Game Info:

Double Dragon Neon 
Developed By: WayForward Technologies/Abstraction Games (PC)
Published By: Midnight City
Release Date: February 6, 2014/September 11, 2012
Available On: PC/PS3/Xbox 360
Version Reviewed: PC
Genre: Beat 'em up
Number of Players: 1-2
ESRB Rating: Teen for Fantasy Violence, Suggestive Themes, Partial Nudity 
MSRP: $9.99

Thank you Midnight City for sending us this game to review!

Growing up as a gamer in the 80s, many thought that video games were an anti-social activity.  Sometimes that can be the case, but for my brother and I, the Double Dragon games on the NES (as well as a few other coop classics like Contra and Super-C) were anything but.  Even to this very day (literally, I was at his house today) we will occasionally fire up an old copy of Double Dragon 2 or 3 and take out thugs like the old days.  

Double Dragon Neon is a modern day homage to those classic Double Dragons and the 1980s that spawned them.  Everything from the backgrounds and scenery, the level design, the enemies, and especially the music, pays tribute to one or more of those things.

- [EXERCISE REQUIREMENTS] Please quote the Double Dragon Neon review word for word, from start to finish. The items below come from a different source than the Double Dragon Neon review.

- [DATA]
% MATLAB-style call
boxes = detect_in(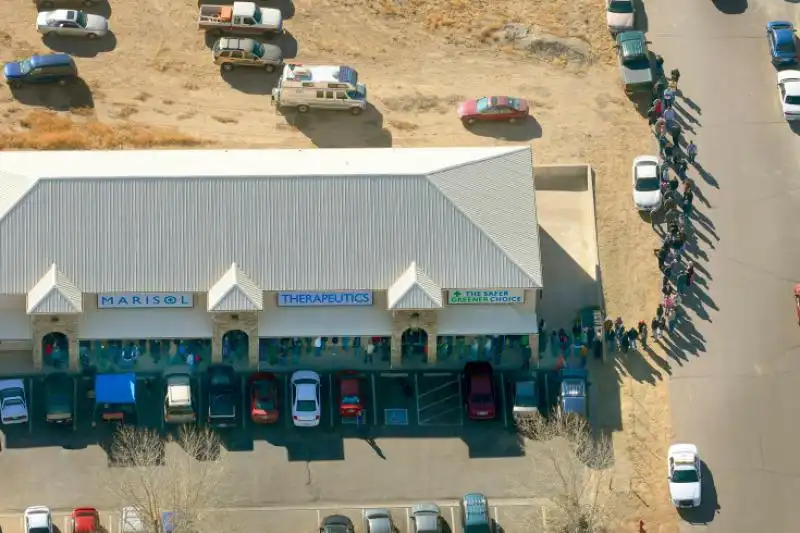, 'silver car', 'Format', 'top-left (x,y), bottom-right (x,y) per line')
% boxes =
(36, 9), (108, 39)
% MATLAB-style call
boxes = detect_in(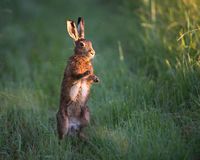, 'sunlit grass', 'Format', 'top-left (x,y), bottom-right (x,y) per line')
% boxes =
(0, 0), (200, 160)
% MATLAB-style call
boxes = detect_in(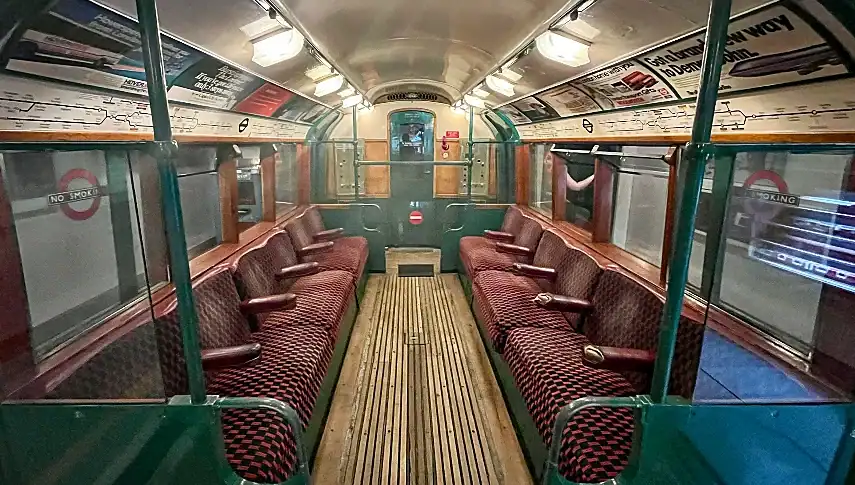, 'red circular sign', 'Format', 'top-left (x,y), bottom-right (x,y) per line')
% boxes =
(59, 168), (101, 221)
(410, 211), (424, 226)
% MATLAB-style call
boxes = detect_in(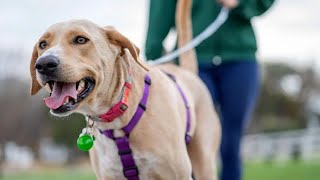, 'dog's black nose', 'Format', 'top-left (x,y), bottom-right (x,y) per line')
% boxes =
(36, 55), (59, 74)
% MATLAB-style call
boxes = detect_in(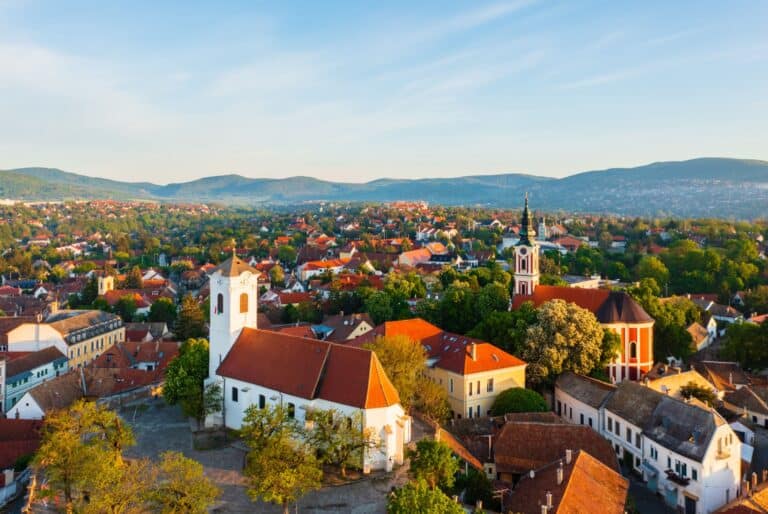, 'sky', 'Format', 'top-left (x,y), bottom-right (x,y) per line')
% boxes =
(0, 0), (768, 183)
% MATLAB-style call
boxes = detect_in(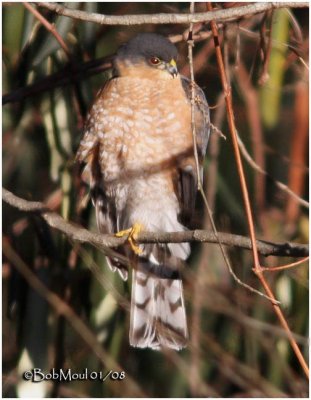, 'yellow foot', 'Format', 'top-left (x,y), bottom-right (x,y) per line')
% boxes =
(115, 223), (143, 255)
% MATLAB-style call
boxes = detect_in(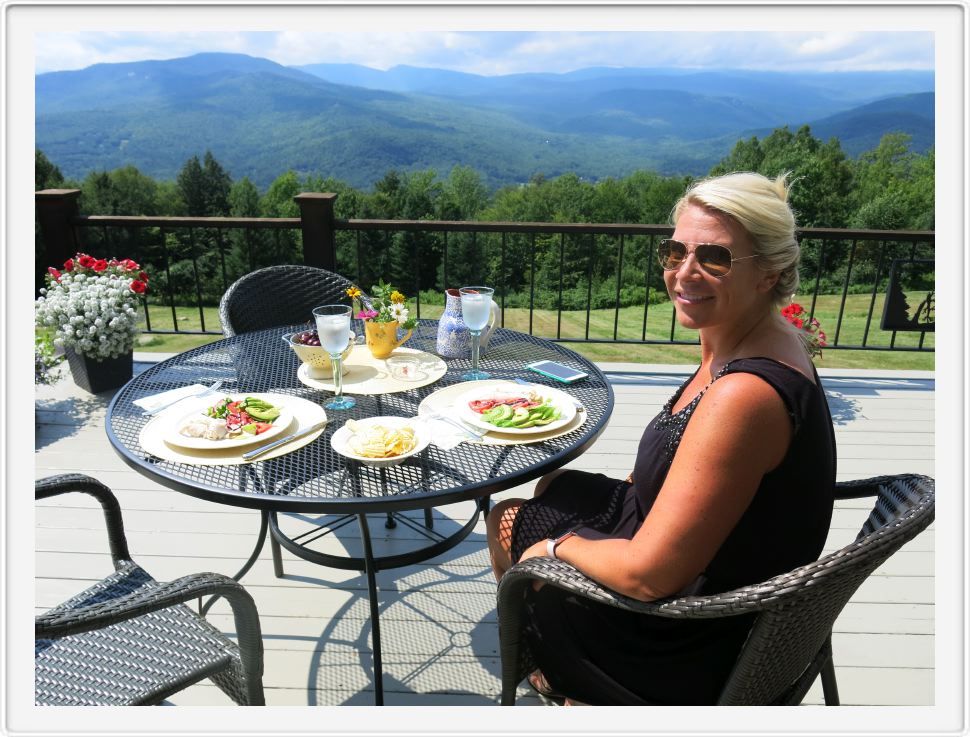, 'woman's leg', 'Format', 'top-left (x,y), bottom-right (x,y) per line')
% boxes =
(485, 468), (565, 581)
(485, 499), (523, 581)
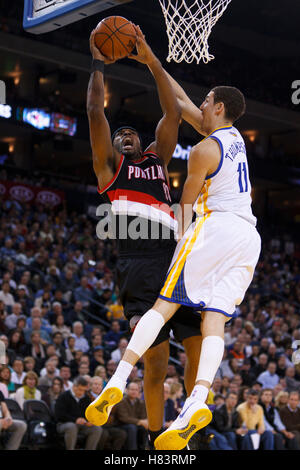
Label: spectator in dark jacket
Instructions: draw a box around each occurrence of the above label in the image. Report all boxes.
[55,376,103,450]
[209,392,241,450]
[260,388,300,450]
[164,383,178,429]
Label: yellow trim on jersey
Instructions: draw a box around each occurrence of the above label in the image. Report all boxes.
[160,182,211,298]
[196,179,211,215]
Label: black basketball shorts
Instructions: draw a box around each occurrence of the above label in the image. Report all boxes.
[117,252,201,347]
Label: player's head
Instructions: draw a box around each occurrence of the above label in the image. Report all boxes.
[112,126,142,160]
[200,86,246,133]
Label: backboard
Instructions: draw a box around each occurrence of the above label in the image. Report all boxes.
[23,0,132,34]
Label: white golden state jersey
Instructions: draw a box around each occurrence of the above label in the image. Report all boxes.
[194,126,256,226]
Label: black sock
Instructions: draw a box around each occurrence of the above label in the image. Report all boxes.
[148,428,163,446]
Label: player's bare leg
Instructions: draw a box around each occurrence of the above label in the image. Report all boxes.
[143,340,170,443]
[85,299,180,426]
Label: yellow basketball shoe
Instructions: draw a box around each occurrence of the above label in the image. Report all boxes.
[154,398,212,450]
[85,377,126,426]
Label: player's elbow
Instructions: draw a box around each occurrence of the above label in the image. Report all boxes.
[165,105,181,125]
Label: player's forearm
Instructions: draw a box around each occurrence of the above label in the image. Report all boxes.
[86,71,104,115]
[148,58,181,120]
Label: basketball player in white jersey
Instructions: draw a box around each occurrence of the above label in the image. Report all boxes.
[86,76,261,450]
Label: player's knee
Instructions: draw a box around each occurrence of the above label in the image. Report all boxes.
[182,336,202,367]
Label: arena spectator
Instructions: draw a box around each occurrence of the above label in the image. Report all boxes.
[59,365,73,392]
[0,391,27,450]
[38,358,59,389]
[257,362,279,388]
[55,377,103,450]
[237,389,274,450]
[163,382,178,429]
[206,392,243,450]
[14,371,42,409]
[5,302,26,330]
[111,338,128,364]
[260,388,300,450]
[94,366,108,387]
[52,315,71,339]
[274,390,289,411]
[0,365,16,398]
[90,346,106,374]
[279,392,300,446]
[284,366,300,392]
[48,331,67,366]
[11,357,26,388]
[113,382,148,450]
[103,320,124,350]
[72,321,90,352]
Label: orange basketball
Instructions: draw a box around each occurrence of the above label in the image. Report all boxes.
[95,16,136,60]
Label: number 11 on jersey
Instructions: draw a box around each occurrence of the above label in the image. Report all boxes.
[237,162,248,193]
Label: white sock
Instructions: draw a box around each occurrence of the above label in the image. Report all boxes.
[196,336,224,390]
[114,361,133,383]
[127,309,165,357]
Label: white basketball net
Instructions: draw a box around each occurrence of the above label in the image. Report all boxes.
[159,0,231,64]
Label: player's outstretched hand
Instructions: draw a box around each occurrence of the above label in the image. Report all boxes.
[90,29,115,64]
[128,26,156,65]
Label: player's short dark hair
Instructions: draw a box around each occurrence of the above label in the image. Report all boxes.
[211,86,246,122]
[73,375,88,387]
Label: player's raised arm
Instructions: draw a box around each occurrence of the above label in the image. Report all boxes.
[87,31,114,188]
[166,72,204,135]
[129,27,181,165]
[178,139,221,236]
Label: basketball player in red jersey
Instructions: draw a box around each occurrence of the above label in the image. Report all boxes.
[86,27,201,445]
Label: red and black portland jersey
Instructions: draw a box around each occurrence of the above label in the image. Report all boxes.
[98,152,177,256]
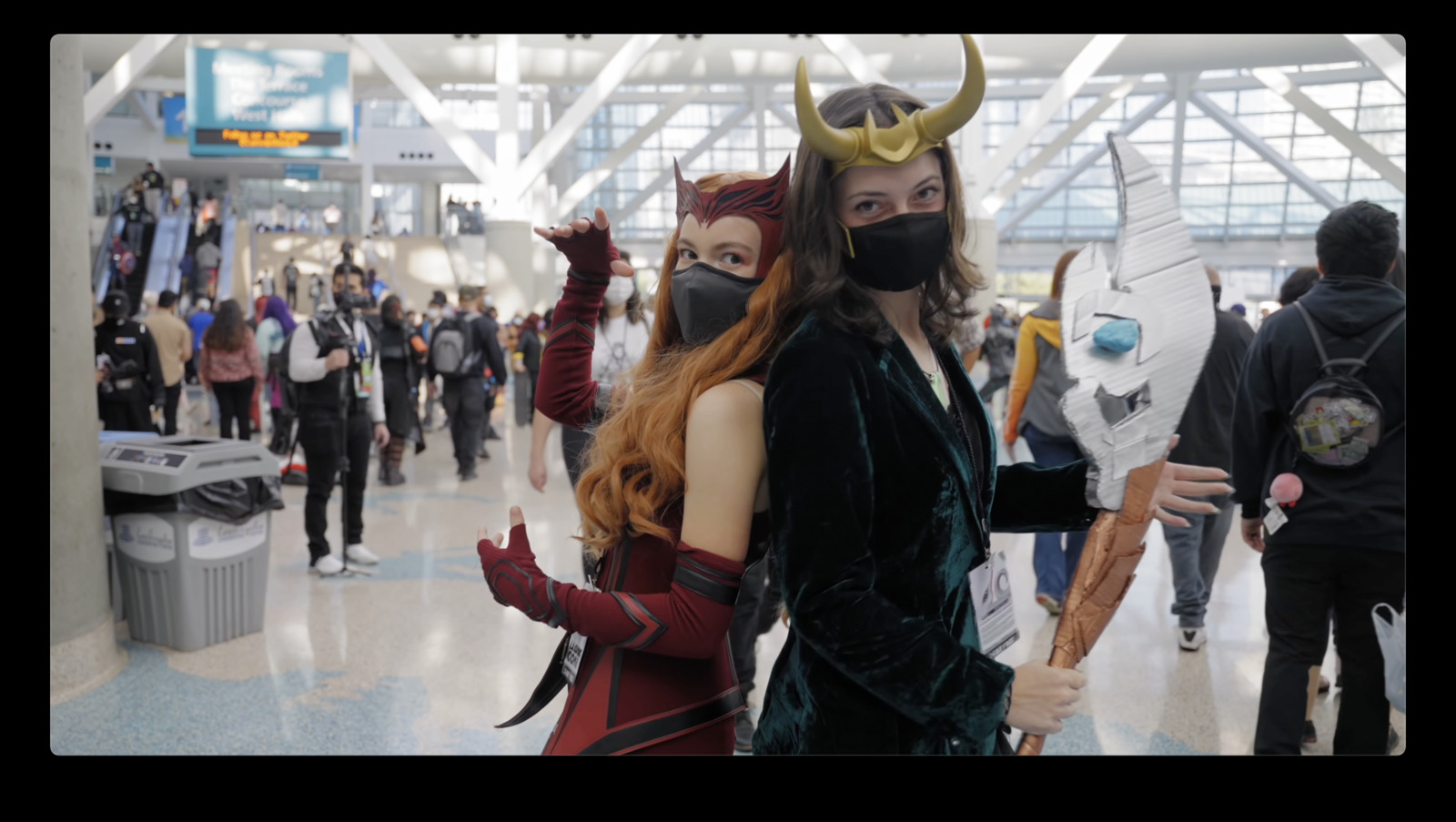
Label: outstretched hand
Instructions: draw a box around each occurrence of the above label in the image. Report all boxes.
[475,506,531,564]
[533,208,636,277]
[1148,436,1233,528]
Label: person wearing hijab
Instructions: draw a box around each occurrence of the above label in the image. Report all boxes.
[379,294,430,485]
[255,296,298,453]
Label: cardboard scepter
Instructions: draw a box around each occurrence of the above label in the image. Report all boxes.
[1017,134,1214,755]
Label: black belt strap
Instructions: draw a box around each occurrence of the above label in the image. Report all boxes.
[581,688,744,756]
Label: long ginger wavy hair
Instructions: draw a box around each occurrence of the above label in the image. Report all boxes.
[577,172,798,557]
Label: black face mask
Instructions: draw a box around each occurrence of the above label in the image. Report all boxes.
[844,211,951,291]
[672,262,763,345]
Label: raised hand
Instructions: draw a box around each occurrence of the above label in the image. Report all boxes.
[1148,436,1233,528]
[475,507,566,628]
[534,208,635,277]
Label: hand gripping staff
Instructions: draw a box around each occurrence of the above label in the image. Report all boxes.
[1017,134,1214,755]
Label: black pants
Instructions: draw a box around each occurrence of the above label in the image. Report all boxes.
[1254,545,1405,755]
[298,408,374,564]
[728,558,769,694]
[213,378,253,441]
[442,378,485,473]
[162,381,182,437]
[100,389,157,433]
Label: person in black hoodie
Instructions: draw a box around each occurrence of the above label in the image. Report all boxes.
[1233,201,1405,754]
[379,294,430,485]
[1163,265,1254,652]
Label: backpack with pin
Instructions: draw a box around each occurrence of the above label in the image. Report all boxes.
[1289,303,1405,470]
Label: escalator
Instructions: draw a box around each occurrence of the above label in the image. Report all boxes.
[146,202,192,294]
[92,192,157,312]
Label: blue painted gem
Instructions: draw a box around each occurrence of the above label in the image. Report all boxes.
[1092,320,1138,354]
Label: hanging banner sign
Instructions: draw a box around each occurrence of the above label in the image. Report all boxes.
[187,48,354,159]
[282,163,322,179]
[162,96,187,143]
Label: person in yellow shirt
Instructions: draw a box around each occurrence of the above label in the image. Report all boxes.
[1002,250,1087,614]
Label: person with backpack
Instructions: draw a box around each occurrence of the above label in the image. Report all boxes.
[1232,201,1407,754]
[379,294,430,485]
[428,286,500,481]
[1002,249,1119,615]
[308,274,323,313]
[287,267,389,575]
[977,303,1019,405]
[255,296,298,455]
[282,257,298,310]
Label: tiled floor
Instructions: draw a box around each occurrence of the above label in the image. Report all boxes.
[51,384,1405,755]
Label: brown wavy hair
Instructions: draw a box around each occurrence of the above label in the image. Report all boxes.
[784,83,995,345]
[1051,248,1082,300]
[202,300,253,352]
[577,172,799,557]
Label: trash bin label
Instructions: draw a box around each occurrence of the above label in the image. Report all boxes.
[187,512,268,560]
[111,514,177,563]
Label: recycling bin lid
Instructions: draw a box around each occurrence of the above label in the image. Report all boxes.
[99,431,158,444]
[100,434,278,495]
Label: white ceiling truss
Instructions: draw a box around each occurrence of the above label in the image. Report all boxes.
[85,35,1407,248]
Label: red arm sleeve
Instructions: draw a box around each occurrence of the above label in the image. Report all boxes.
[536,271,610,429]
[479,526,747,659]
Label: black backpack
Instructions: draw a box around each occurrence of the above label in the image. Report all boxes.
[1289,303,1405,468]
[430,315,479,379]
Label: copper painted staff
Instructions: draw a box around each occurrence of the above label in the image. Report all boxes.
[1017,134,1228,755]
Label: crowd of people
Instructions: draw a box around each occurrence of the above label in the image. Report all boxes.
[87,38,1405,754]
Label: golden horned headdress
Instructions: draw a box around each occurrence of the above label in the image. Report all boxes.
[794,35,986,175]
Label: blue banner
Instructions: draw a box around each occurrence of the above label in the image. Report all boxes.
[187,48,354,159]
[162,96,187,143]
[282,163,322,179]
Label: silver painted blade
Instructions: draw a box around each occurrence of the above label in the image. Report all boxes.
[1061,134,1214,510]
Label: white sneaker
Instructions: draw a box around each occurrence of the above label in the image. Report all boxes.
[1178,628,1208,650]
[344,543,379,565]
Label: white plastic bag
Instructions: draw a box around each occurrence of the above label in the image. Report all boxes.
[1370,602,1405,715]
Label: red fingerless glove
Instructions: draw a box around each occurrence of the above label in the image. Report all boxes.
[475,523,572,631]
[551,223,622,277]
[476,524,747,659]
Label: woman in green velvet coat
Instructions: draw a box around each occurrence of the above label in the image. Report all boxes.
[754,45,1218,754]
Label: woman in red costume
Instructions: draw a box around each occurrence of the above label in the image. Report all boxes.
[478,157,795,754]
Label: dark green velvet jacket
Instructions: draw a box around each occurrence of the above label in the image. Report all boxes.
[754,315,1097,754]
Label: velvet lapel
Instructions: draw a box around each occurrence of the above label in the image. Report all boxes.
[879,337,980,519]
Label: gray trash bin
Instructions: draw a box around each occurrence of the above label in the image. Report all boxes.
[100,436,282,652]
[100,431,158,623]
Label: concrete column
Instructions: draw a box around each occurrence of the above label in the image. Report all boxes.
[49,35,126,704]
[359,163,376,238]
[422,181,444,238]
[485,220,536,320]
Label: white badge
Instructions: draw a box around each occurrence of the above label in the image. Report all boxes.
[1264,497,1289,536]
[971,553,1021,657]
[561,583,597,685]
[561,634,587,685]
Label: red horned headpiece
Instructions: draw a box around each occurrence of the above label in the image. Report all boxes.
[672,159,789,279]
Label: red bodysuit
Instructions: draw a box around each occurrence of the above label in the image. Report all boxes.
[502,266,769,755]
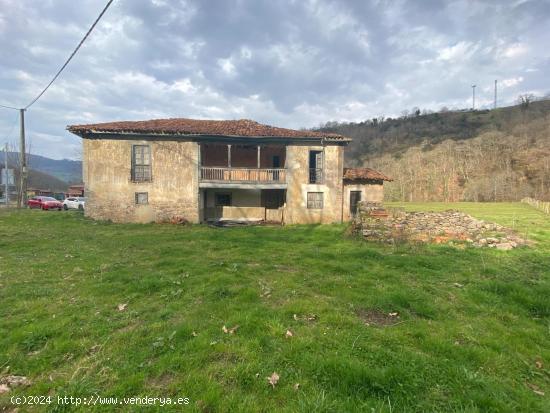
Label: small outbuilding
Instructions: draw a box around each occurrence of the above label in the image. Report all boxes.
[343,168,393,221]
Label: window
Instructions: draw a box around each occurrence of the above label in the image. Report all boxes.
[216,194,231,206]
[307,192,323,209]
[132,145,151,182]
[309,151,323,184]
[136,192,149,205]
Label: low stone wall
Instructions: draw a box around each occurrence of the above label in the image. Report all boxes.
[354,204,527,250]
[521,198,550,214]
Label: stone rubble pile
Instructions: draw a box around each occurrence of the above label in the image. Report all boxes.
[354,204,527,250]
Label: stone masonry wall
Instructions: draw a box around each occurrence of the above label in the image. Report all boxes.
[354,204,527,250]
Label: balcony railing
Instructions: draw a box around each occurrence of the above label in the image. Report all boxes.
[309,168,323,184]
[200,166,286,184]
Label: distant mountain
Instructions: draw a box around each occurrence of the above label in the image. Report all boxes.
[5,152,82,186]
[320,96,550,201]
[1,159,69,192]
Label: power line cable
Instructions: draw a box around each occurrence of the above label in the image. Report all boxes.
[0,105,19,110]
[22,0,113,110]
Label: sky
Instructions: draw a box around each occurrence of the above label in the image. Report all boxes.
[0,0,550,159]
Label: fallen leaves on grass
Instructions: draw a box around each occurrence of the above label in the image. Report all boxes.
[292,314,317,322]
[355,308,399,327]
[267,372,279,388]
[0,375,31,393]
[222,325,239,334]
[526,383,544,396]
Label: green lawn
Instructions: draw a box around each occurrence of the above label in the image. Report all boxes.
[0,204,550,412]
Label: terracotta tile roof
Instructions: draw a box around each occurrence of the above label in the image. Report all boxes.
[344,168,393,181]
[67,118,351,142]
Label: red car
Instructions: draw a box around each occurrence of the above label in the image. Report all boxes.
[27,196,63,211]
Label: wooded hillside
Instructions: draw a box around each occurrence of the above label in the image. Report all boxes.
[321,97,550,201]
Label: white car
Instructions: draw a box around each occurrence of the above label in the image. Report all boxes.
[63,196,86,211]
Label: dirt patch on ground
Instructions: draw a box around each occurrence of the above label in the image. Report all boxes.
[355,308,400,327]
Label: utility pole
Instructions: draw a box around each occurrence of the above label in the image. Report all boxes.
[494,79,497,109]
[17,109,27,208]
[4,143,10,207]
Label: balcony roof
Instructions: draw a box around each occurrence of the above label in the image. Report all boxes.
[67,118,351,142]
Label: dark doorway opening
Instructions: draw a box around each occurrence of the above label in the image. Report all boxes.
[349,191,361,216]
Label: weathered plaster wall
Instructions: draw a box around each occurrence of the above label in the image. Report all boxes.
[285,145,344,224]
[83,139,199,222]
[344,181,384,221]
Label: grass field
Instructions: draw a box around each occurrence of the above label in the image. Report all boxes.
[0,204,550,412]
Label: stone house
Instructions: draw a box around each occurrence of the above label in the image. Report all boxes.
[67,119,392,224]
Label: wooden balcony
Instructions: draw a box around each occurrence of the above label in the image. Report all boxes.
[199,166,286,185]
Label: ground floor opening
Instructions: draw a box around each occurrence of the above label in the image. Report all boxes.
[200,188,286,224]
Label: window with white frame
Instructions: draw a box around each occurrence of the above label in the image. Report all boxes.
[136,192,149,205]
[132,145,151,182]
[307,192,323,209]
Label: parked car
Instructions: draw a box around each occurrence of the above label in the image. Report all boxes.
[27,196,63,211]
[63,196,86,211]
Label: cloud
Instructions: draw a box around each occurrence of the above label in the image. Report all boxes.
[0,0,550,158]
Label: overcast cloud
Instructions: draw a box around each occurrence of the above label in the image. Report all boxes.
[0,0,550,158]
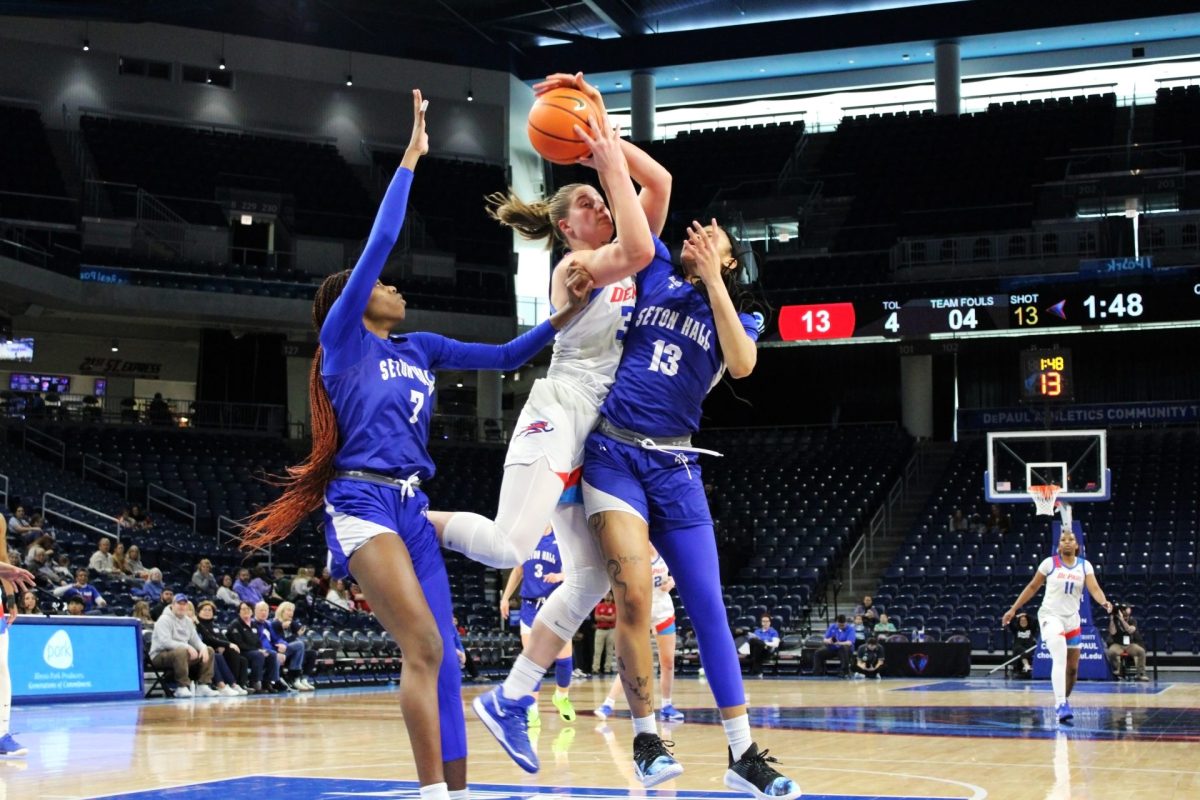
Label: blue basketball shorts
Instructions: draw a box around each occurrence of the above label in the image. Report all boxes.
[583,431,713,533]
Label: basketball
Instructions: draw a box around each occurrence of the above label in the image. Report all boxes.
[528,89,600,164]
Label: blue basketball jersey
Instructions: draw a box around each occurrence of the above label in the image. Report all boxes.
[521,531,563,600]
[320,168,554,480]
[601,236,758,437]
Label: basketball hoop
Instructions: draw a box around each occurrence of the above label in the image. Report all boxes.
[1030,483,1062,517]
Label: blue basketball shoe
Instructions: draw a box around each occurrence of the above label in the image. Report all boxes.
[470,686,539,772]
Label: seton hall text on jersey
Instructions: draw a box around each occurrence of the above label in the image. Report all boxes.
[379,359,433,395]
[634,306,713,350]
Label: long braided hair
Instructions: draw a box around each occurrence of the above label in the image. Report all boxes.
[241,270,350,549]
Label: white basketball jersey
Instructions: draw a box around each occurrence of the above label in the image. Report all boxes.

- [RIGHT ANSWER]
Game Info:

Double Dragon Neon 
Developed By: WayForward Technologies/Abstraction Games (PC)
Published By: Midnight City
Release Date: February 6, 2014/September 11, 2012
Available On: PC/PS3/Xbox 360
Version Reviewed: PC
Genre: Beat 'em up
Number of Players: 1-2
ESRB Rating: Teen for Fantasy Violence, Suggestive Themes, Partial Nudity 
MSRP: $9.99

Thank you Midnight City for sending us this game to review!

Growing up as a gamer in the 80s, many thought that video games were an anti-social activity.  Sometimes that can be the case, but for my brother and I, the Double Dragon games on the NES (as well as a few other coop classics like Contra and Super-C) were anything but.  Even to this very day (literally, I was at his house today) we will occasionally fire up an old copy of Double Dragon 2 or 3 and take out thugs like the old days.  

Double Dragon Neon is a modern day homage to those classic Double Dragons and the 1980s that spawned them.  Everything from the backgrounds and scenery, the level design, the enemies, and especially the music, pays tribute to one or more of those things.